DATA SHOWN:
──────
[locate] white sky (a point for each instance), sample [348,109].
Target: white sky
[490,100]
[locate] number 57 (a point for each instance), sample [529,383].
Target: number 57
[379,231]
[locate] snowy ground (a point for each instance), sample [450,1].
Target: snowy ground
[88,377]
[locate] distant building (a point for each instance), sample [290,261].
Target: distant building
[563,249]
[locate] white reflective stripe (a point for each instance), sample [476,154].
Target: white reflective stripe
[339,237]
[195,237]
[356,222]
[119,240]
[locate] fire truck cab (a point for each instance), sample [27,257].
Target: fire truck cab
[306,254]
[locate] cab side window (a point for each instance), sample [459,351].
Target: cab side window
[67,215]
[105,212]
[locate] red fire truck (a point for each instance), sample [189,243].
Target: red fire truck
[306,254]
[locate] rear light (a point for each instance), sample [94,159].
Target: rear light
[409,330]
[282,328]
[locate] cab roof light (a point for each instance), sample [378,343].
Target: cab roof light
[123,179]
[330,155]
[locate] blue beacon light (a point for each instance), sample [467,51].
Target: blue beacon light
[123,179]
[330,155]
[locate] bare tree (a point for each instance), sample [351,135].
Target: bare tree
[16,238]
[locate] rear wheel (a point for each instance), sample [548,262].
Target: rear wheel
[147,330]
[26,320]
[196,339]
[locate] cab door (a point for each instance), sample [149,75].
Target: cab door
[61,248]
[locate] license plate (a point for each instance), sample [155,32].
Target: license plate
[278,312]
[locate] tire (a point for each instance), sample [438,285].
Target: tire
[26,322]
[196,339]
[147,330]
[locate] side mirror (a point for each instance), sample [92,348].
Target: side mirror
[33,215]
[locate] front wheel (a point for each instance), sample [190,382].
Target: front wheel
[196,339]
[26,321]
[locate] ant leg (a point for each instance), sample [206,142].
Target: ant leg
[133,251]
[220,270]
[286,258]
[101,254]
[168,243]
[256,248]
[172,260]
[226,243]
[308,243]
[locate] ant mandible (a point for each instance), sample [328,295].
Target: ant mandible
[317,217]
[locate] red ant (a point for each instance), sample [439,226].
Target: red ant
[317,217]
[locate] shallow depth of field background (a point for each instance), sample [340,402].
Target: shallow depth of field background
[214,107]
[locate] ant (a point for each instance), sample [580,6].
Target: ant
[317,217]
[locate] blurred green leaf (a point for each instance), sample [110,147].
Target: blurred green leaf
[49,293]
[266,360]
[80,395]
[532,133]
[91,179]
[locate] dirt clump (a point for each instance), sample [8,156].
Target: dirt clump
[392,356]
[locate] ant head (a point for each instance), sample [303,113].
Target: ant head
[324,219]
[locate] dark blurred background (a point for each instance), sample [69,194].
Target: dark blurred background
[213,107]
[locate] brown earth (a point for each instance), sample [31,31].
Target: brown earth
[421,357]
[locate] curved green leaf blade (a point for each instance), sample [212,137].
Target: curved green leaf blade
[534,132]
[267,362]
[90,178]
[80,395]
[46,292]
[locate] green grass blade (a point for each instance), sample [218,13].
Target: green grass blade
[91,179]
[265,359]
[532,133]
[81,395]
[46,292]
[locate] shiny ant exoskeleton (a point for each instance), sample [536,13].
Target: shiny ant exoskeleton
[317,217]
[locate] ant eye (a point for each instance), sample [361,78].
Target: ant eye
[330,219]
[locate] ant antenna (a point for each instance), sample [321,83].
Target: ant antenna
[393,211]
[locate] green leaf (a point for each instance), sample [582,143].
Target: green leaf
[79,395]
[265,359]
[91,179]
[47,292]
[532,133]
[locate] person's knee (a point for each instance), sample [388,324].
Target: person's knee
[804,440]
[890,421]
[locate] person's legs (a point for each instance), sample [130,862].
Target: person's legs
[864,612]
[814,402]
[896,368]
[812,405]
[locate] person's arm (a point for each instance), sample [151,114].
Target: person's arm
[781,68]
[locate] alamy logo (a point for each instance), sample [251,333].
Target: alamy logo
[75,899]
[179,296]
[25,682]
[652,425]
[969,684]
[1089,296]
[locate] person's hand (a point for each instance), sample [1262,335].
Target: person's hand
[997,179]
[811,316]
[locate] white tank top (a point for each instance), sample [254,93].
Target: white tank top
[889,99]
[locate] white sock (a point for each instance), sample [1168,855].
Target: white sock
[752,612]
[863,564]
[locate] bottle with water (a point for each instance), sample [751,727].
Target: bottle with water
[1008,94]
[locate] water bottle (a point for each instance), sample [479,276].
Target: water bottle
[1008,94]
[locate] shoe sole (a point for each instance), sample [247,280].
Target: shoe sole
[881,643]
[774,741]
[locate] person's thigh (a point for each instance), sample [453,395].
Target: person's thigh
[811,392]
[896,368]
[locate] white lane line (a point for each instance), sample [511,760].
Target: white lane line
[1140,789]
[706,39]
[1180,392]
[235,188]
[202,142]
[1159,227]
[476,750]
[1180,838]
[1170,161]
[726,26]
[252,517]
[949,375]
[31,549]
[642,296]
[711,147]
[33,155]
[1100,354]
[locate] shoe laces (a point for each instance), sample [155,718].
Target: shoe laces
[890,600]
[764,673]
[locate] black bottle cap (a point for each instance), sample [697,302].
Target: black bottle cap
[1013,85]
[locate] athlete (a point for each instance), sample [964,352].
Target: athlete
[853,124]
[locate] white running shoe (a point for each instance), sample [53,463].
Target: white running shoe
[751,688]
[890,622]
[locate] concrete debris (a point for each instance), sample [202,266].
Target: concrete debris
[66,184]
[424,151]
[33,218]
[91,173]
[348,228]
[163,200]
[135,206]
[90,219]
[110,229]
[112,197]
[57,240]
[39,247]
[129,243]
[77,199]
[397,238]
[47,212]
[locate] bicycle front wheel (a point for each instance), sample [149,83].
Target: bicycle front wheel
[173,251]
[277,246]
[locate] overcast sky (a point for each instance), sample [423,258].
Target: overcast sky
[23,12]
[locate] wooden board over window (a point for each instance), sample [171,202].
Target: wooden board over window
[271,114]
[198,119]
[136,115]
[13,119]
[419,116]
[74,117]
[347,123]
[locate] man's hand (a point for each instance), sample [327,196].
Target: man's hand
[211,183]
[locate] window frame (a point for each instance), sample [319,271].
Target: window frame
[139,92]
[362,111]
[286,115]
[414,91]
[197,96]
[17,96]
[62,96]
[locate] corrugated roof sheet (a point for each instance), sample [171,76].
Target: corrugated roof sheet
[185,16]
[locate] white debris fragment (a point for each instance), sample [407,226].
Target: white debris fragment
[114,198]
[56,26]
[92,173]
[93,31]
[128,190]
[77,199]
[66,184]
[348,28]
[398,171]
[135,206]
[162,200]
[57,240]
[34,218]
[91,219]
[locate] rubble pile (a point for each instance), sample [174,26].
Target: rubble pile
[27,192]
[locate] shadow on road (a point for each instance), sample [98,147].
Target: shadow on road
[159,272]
──────
AIM OF THE TASK:
Reproduce every line above without error.

FINAL RESULT:
[locate] white sky (a point for each instance), sample [348,109].
Target: white sky
[490,100]
[locate] number 57 (a point for each instance), sample [529,383].
Target: number 57
[379,231]
[locate] snowy ground (a point for each instance), sample [450,1].
Target: snowy ground
[88,377]
[locate] distant building (a point for each instance), sample [290,261].
Target: distant building
[563,249]
[locate] white reflective stripe (a point for each instance), sample [476,154].
Target: white reflective stripe
[339,237]
[195,237]
[356,222]
[119,240]
[locate] fire truck cab (a point for each instance), sample [27,257].
Target: fire truck cab
[306,254]
[locate] cab side window (a point for each instance), sample [459,351].
Target: cab side window
[67,215]
[105,212]
[locate] red fire truck (a point for each instance), sample [189,243].
Target: red fire truck
[306,254]
[locate] rear light (a point for each instance), sample [94,159].
Target: rear light
[409,330]
[282,328]
[locate] cab roof light (a point for each instance), sample [378,343].
Target: cab roof light
[123,179]
[330,155]
[locate] blue beacon light (a point for each instance), sample [467,51].
Target: blue beacon light
[123,179]
[330,155]
[locate] bare tree (a point for each instance), sample [351,135].
Target: bare tree
[16,238]
[locate] rear wheel (a point for each instance), sample [548,262].
Target: rear wheel
[147,330]
[26,320]
[196,339]
[locate] cab door (a point for each instance), sample [149,75].
Target: cab door
[61,248]
[locate] license plate (a point for each instance), sample [155,32].
Target: license plate
[278,312]
[locate] tire (a point for each instance), sample [438,285].
Target: tire
[26,322]
[196,339]
[147,330]
[locate] side mirror (a point for each instance), sample [92,348].
Target: side mirror
[33,215]
[locate] front wheel (a point for each instance), sample [190,382].
Target: front wheel
[196,339]
[26,321]
[locate] ant leg (a point for each instance), sample [206,142].
Target: ant leg
[133,251]
[220,270]
[286,258]
[101,254]
[168,243]
[256,248]
[172,260]
[226,243]
[308,243]
[locate] ant mandible (a point for each instance), sample [328,295].
Target: ant mandible
[317,217]
[locate] red ant (a point for each instance), sample [439,226].
Target: red ant
[317,217]
[locate] shallow depth of field background (a point for each instance), sample [340,402].
Target: shallow depth of field background
[214,107]
[locate] ant (a point for each instance), sample [580,6].
Target: ant
[317,217]
[locate] blurred green leaf (a point for each instance), sample [110,147].
Target: blurred green leaf
[49,293]
[266,360]
[80,395]
[532,133]
[91,179]
[locate] dirt clump (a point for each instance), sample [8,156].
Target: dirt clump
[392,356]
[locate] ant head (a point for each instance), sample [303,113].
Target: ant head
[324,219]
[locate] dark blurred background (a point for each instance), sample [69,194].
Target: dark blurred background
[213,107]
[locate] brown earth (a point for each instance), sample [31,31].
Target: brown earth
[421,357]
[locate] curved green leaf blade (a point for each instance), sample [212,137].
Target: curved green leaf blade
[534,132]
[267,362]
[90,178]
[80,395]
[46,292]
[locate] green grass blade (a point for each instance), sample [218,13].
Target: green grass blade
[91,179]
[265,359]
[532,133]
[81,395]
[46,292]
[locate] shiny ant exoskeleton (a point for each instance), sample [536,13].
Target: shiny ant exoskeleton
[317,217]
[locate] ant eye (a point for each instance), sample [361,78].
Target: ant eye
[330,219]
[locate] ant antenna (a point for each instance), sample [321,83].
Target: ant antenna
[393,211]
[locate] green leaf (a point for each instance), sample [582,143].
Target: green leaf
[79,395]
[265,359]
[91,179]
[47,292]
[532,133]
[locate] person's knee (a point for each instance), sample [388,324].
Target: person's knee
[804,440]
[890,421]
[locate] person's legs (a point for each instance), sample [130,862].
Target: person's legs
[864,612]
[814,402]
[896,368]
[812,405]
[locate] person's arm (a point for each instance), sample [151,114].
Target: person's arm
[781,68]
[locate] alamy logo (a point for each instance), sample [251,333].
Target: alamy logo
[75,899]
[179,296]
[25,682]
[652,425]
[969,684]
[1089,296]
[locate] person's hand (a point for each instance), sample [1262,335].
Target: person's hand
[997,179]
[811,316]
[locate] white tank top (a point for each instance), sample [254,93].
Target: white tank top
[889,99]
[locate] white sock (a point for each instance), sample [1168,855].
Target: white sock
[752,612]
[863,564]
[locate] bottle with water (a point for each instance), sample [751,727].
Target: bottle with water
[1008,94]
[locate] water bottle (a point for each instance), sample [479,276].
Target: water bottle
[1008,94]
[locate] shoe sole (a point for each instance), sample [247,280].
Target: shoe sole
[881,643]
[774,741]
[locate] person's thigh (a point for each instance), sample [453,395].
Target: person's thigh
[811,392]
[896,368]
[locate] white lane line (a point for each instance), sample [511,760].
Target: white lane line
[1140,789]
[706,39]
[1180,392]
[235,188]
[202,142]
[1159,227]
[476,750]
[1180,838]
[1170,161]
[726,26]
[252,517]
[949,375]
[31,549]
[642,296]
[711,147]
[33,155]
[1100,354]
[locate] shoe laces (a point for each instance), sample [155,718].
Target: shoe laces
[890,600]
[764,673]
[locate] black bottle cap (a point for each instance), sample [697,302].
Target: black bottle cap
[1013,85]
[locate] athlete (a point for each instance), sample [964,352].
Target: athlete
[853,124]
[locate] white running shoe (a point for each instance), sample [53,463].
Target: white running shoe
[751,688]
[890,622]
[locate] concrete debris (a point for each instance), sample [202,266].
Target: concrete debris
[66,184]
[424,151]
[33,218]
[91,173]
[348,228]
[163,200]
[135,206]
[90,219]
[110,229]
[112,197]
[57,240]
[39,247]
[129,243]
[77,199]
[397,238]
[47,212]
[locate] bicycle front wheel (a point for each instance), sample [149,83].
Target: bicycle front wheel
[173,251]
[277,246]
[locate] overcast sky (a point for each instance), sample [423,258].
Target: overcast sky
[23,12]
[locate] wooden board over window (a point for each instance), sample [171,202].
Target: wooden board over window
[271,114]
[198,119]
[136,115]
[13,119]
[419,116]
[74,117]
[347,123]
[locate] man's hand (a point for each instance), sample [327,196].
Target: man's hand
[211,183]
[locate] window frame (a point for each instance), sample [319,271].
Target: window frame
[139,92]
[362,111]
[286,115]
[414,91]
[197,96]
[17,96]
[62,96]
[locate] corrugated roof sheet (a point for each instance), sample [171,76].
Target: corrugated roof sheet
[185,16]
[locate] white debris fragment (a point for each instance), sample [407,226].
Target: white debris fragment
[114,198]
[56,26]
[92,173]
[93,31]
[128,190]
[77,199]
[66,184]
[348,28]
[398,171]
[135,206]
[162,200]
[57,240]
[34,218]
[91,219]
[locate] rubble pile (a point for each instance), sample [174,26].
Target: rubble pile
[27,192]
[locate] shadow on road (a point for each instance), sample [98,147].
Target: shadow on road
[159,272]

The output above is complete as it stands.